- Görevler -
#1 Metin bölümünde "Aile ve Sosyal Hizmetler Bakanı" ifadesinden "aralıksız sürdürdüklerini kaydetti." ifadesine kadar uzanan kısmı hiçbir değişiklik yapmadan yeniden yazın.
#2 Metin bölümünde rakamla yazılmış farklı sayıların hepsini, her birini bir kez ve ilk geçtikleri sırayla sıralayın.

- Metin bölümü -
==*==

Bakan Derya Yanık: İhtiyaç sahibi olup da hizmetlere ulaşamayan bir tek vatandaşımız dahi kalmamaktadır

Aile ve Sosyal Hizmetler Bakanı Derya Yanık, “İhtiyaç sahibi olup da hizmetlere ulaşamayan, erişemeyen bir tek vatandaşımız dahi kalmamaktadır. Bunu 2021 itibarıyla 375 sosyal hizmet merkezimiz üzerinden yürütüyoruz. 2022 yılı itibarıyla sosyal hizmet merkezlerimizin sayısını 400’e yükseltmeyi hedefliyoruz.” dedi.

Yanık, TBMM Genel Kurulunda, bakanlığının 2022 yılı bütçesine ilişkin konuşmasında, Aile ve Sosyal Hizmetler Bakanlığının 21 Nisan 2021’de yeniden teşkilatlandırıldığını ifade ederek, sosyal hizmet ve sosyal yardım faaliyetlerini aralıksız sürdürdüklerini kaydetti.

==*==

- Verilen satırlar -
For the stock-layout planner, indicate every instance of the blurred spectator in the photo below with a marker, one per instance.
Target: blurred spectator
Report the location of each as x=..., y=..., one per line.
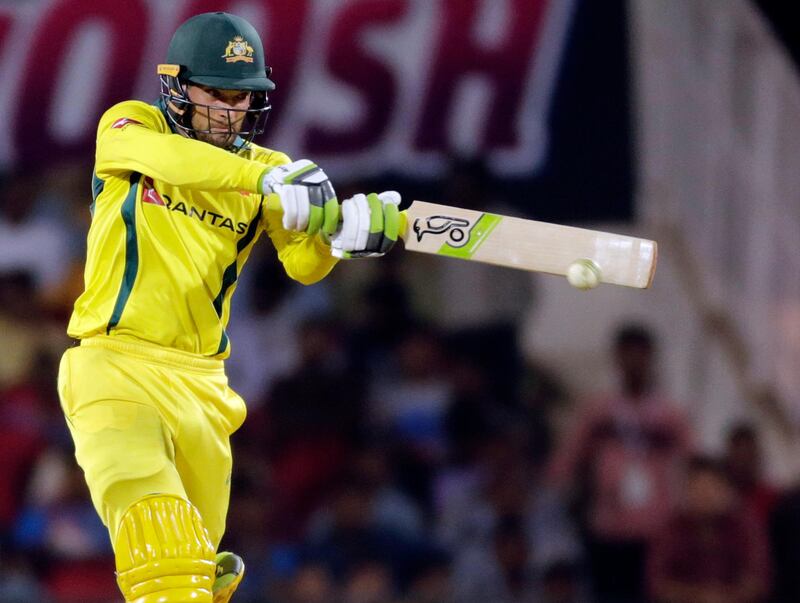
x=18, y=583
x=743, y=461
x=24, y=328
x=711, y=551
x=264, y=327
x=562, y=582
x=313, y=583
x=623, y=459
x=30, y=420
x=430, y=580
x=369, y=582
x=506, y=484
x=28, y=243
x=313, y=418
x=352, y=539
x=409, y=408
x=61, y=529
x=390, y=507
x=503, y=572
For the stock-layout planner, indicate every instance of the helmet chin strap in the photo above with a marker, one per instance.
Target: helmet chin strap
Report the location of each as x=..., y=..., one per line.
x=180, y=110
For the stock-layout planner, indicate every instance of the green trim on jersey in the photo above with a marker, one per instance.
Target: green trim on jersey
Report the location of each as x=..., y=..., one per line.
x=477, y=235
x=128, y=212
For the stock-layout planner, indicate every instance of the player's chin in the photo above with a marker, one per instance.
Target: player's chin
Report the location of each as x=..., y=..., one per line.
x=219, y=139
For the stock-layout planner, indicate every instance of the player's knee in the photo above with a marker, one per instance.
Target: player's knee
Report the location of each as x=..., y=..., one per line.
x=163, y=553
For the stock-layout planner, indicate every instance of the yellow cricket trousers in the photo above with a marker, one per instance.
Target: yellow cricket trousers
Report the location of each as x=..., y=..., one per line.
x=150, y=420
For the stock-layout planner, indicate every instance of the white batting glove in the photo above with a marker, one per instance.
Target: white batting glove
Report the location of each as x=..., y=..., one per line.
x=370, y=225
x=307, y=197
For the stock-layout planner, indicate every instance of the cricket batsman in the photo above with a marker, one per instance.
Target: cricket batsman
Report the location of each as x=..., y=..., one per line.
x=180, y=196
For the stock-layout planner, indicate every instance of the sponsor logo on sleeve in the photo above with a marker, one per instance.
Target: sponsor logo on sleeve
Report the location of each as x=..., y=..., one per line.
x=124, y=121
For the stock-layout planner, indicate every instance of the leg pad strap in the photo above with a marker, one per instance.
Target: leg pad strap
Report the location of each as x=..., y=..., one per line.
x=163, y=552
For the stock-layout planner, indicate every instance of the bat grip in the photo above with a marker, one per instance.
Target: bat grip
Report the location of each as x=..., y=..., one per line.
x=272, y=203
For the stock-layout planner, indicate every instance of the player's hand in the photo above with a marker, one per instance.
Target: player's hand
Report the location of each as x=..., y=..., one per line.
x=307, y=197
x=370, y=225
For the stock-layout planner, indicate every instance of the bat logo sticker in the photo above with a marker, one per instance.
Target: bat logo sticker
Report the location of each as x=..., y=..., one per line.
x=436, y=225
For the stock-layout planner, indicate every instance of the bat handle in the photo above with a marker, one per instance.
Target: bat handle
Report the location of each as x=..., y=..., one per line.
x=403, y=229
x=272, y=203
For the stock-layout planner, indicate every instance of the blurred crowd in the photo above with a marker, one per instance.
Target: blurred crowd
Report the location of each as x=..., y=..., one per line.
x=399, y=447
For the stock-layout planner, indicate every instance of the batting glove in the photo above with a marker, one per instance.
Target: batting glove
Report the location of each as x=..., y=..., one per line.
x=307, y=197
x=370, y=226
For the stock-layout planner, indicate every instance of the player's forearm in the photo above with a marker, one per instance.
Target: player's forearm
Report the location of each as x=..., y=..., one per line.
x=177, y=160
x=306, y=259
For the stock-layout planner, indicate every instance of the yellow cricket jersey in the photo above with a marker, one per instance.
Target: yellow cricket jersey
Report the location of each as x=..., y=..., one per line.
x=173, y=222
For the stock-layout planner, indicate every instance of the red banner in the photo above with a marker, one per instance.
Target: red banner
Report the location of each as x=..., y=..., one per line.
x=364, y=86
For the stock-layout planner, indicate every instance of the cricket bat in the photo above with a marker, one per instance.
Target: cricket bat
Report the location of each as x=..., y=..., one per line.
x=526, y=244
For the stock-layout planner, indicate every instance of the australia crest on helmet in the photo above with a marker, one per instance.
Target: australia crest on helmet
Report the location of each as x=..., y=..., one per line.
x=237, y=50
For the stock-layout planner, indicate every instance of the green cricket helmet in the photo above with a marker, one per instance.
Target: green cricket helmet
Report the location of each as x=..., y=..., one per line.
x=223, y=51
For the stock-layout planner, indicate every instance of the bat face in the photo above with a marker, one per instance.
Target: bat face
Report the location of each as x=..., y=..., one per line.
x=526, y=244
x=436, y=225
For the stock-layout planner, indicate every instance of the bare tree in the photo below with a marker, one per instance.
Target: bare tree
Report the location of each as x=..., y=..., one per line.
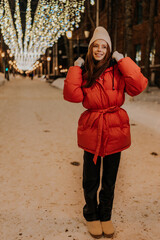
x=128, y=27
x=149, y=38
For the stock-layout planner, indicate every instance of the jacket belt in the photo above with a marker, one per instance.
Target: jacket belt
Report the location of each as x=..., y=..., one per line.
x=100, y=126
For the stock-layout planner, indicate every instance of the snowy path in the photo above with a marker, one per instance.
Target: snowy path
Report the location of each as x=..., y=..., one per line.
x=41, y=192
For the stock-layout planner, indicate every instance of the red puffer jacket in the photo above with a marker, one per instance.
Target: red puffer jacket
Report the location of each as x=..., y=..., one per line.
x=104, y=128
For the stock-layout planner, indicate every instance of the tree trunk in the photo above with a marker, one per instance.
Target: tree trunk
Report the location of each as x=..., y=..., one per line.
x=149, y=39
x=128, y=28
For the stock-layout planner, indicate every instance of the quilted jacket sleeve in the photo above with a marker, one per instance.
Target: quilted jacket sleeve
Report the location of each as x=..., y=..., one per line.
x=72, y=91
x=135, y=82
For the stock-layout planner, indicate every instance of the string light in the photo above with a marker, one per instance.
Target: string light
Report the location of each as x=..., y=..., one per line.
x=52, y=19
x=92, y=2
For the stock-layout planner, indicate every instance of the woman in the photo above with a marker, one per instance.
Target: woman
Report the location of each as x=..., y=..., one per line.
x=103, y=129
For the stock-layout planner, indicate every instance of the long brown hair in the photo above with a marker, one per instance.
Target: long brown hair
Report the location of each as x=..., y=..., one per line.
x=93, y=69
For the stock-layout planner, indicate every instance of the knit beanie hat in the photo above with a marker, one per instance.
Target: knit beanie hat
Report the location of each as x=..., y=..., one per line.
x=101, y=33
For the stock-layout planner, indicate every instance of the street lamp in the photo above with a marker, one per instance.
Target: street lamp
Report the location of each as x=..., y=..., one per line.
x=48, y=65
x=69, y=36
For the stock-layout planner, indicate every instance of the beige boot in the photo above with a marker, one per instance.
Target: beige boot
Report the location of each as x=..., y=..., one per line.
x=95, y=228
x=107, y=228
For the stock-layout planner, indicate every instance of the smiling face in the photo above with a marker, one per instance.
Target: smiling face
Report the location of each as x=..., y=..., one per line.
x=99, y=49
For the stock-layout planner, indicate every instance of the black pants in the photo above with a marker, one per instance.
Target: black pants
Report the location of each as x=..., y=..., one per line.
x=91, y=180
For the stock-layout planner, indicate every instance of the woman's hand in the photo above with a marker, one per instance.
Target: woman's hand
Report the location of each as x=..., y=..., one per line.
x=117, y=56
x=79, y=62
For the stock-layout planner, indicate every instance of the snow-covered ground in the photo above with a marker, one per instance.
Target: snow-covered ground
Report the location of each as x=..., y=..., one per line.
x=41, y=191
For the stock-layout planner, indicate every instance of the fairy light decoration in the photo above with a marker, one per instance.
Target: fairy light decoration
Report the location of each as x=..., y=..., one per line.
x=52, y=19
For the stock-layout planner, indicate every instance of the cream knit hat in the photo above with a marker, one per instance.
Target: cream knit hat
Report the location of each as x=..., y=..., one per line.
x=101, y=33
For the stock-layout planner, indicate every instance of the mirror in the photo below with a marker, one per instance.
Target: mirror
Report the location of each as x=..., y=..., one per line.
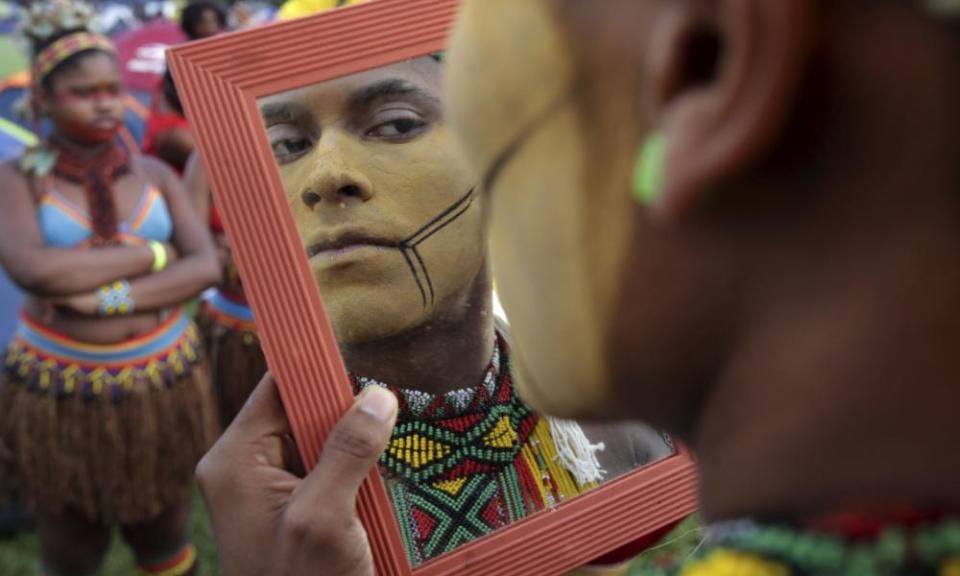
x=392, y=223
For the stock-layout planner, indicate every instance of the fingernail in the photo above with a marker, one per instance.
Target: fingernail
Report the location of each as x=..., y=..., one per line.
x=378, y=403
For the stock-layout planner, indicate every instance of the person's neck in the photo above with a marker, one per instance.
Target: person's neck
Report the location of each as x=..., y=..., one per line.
x=449, y=352
x=81, y=149
x=842, y=390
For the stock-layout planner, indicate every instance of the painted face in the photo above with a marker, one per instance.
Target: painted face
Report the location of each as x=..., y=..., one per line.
x=381, y=197
x=86, y=103
x=559, y=223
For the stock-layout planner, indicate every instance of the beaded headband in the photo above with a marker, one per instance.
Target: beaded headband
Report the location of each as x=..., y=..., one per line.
x=56, y=53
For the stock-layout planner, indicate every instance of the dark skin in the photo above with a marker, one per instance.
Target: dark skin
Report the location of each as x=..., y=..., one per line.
x=299, y=522
x=346, y=167
x=788, y=303
x=61, y=284
x=68, y=278
x=208, y=25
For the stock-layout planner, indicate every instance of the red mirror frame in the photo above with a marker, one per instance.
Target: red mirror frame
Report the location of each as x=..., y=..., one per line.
x=220, y=80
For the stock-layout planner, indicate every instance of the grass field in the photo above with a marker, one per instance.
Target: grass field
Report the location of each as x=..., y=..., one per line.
x=18, y=556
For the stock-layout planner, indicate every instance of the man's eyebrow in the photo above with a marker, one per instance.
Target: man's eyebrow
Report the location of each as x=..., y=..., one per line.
x=386, y=89
x=276, y=112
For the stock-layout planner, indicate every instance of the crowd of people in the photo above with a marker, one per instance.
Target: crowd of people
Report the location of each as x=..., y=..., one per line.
x=756, y=207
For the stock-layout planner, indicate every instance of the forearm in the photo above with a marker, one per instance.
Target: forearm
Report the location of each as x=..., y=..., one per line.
x=180, y=282
x=53, y=272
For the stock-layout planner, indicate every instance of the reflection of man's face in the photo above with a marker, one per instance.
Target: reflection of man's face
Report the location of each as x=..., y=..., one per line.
x=380, y=196
x=558, y=226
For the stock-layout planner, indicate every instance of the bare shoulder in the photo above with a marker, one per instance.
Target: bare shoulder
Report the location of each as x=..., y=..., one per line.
x=156, y=170
x=627, y=445
x=12, y=177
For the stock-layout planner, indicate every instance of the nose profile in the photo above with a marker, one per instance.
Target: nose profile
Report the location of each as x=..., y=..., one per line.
x=333, y=182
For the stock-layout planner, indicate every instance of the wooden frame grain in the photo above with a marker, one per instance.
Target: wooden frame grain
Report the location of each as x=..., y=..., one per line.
x=220, y=80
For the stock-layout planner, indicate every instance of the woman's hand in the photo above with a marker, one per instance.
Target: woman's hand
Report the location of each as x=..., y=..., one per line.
x=268, y=520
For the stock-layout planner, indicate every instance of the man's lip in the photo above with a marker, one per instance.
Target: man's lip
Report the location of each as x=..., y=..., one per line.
x=345, y=242
x=106, y=122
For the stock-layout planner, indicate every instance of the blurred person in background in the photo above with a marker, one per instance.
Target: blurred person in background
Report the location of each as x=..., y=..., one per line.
x=106, y=404
x=760, y=201
x=168, y=135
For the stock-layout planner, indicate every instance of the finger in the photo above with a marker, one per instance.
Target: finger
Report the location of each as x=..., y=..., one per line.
x=349, y=453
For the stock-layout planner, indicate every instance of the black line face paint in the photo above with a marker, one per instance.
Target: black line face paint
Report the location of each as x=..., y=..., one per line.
x=408, y=247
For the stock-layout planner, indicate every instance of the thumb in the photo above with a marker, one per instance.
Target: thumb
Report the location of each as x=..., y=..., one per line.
x=350, y=452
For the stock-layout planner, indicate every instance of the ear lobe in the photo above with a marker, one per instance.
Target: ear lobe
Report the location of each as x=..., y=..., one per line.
x=724, y=86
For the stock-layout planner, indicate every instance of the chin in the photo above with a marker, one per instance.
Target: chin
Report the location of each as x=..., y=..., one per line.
x=357, y=321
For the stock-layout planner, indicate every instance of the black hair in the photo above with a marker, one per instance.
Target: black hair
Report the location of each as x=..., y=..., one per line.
x=170, y=93
x=193, y=13
x=69, y=63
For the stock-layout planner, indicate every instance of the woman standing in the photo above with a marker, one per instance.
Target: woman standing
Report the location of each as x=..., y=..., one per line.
x=106, y=407
x=236, y=360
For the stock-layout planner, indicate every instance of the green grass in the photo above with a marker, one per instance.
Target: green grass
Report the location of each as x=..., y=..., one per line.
x=20, y=556
x=675, y=547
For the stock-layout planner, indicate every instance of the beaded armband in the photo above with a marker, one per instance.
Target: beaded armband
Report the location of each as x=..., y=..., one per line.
x=115, y=299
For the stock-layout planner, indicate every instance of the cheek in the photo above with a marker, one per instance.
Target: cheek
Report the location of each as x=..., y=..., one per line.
x=542, y=268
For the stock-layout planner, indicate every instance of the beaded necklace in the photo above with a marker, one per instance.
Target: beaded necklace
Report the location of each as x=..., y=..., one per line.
x=746, y=548
x=461, y=465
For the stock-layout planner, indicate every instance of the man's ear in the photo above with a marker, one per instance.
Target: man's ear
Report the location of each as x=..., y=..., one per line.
x=724, y=79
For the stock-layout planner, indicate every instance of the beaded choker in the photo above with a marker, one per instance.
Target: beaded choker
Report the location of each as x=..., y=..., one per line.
x=748, y=548
x=466, y=463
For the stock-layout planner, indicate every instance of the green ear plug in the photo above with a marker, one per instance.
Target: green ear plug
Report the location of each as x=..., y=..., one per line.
x=648, y=169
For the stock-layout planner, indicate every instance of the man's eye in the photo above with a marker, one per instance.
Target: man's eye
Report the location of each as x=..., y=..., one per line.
x=288, y=143
x=397, y=126
x=290, y=146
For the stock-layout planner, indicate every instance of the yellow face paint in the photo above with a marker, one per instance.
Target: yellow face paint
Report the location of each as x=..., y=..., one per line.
x=381, y=198
x=558, y=233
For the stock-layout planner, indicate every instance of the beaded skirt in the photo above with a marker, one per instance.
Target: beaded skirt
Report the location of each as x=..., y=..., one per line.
x=237, y=362
x=110, y=431
x=463, y=464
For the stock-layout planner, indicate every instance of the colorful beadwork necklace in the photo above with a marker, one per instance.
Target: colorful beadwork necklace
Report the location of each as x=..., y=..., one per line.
x=461, y=465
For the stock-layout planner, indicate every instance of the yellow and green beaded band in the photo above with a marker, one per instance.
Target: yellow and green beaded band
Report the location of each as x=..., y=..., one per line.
x=115, y=299
x=53, y=55
x=159, y=255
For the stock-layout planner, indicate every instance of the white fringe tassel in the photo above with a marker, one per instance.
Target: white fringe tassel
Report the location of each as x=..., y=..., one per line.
x=575, y=451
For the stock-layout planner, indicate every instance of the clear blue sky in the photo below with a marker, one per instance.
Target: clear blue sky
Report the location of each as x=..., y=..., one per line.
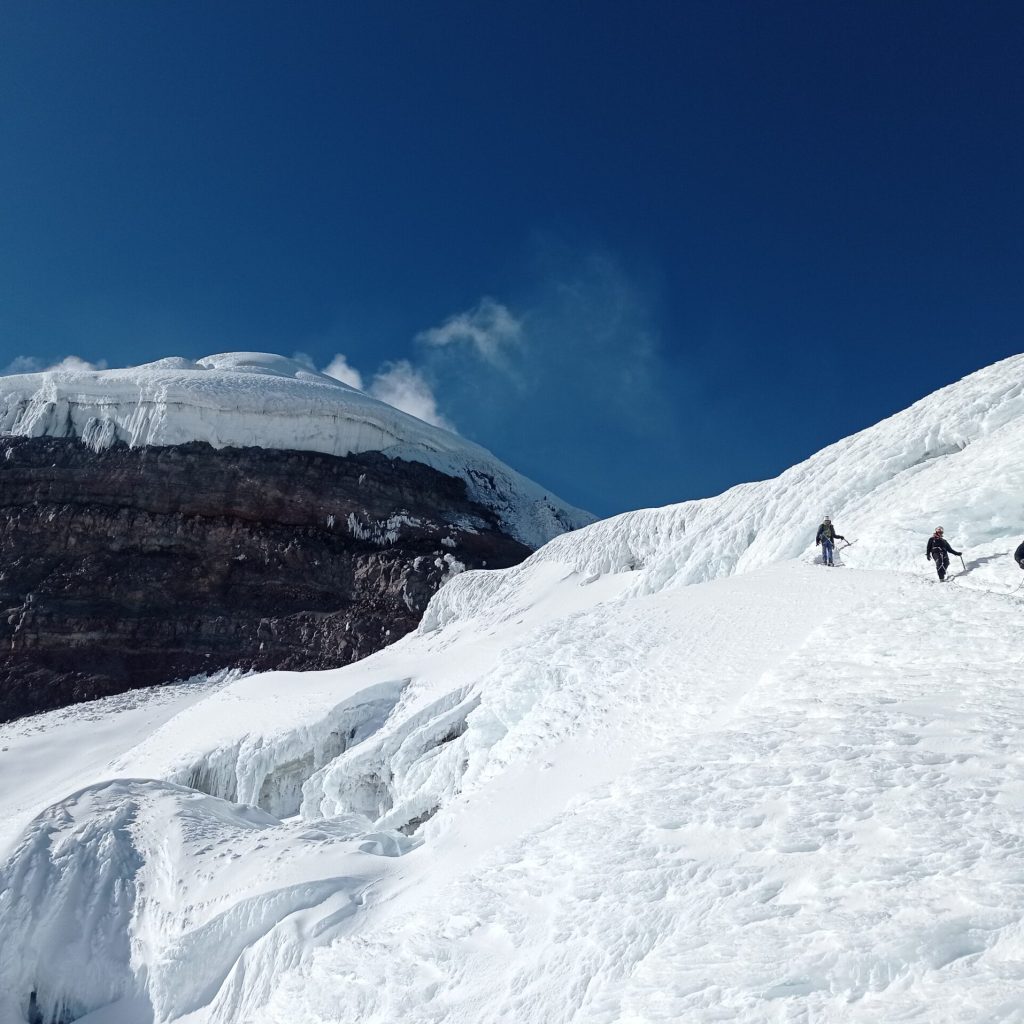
x=715, y=237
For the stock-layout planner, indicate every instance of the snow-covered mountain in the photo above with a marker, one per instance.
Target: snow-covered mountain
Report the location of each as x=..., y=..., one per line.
x=667, y=769
x=242, y=511
x=246, y=399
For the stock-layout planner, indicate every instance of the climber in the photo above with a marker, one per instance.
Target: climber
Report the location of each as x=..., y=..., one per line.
x=938, y=550
x=826, y=538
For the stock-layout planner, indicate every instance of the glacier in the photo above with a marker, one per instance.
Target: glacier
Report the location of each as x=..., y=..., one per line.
x=668, y=768
x=258, y=399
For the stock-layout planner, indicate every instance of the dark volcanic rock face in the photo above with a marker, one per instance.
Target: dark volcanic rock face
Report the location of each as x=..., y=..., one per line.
x=132, y=566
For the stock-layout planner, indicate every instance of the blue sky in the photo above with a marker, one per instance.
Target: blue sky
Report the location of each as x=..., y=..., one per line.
x=642, y=251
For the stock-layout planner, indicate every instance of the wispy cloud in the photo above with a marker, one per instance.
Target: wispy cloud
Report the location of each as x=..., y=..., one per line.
x=489, y=328
x=340, y=370
x=33, y=365
x=401, y=385
x=398, y=383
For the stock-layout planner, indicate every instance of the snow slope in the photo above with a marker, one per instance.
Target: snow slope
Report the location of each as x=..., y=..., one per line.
x=584, y=791
x=240, y=399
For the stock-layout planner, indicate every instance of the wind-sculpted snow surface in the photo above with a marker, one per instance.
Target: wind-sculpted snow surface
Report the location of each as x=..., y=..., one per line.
x=586, y=793
x=256, y=399
x=951, y=459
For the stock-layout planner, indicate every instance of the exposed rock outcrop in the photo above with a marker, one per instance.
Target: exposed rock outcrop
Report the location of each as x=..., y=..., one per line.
x=126, y=567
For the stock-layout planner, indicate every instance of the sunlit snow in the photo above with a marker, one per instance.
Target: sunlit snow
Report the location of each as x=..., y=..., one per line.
x=240, y=399
x=668, y=769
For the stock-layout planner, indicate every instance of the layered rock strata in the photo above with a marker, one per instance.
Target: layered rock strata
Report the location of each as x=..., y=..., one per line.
x=127, y=567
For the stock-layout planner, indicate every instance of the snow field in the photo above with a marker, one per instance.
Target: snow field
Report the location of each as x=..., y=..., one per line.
x=584, y=792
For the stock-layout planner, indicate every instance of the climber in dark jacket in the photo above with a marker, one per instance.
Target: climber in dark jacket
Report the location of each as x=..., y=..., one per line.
x=827, y=537
x=938, y=551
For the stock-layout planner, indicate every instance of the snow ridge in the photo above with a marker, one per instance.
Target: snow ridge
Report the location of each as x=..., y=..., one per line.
x=241, y=399
x=666, y=769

==*==

- Çözüm listesi -
#1
Aile ve Sosyal Hizmetler Bakanı Derya Yanık, “İhtiyaç sahibi olup da hizmetlere ulaşamayan, erişemeyen bir tek vatandaşımız dahi kalmamaktadır. Bunu 2021 itibarıyla 375 sosyal hizmet merkezimiz üzerinden yürütüyoruz. 2022 yılı itibarıyla sosyal hizmet merkezlerimizin sayısını 400’e yükseltmeyi hedefliyoruz.” dedi.

Yanık, TBMM Genel Kurulunda, bakanlığının 2022 yılı bütçesine ilişkin konuşmasında, Aile ve Sosyal Hizmetler Bakanlığının 21 Nisan 2021’de yeniden teşkilatlandırıldığını ifade ederek, sosyal hizmet ve sosyal yardım faaliyetlerini aralıksız sürdürdüklerini kaydetti.

#2 2021, 375, 2022, 400, 21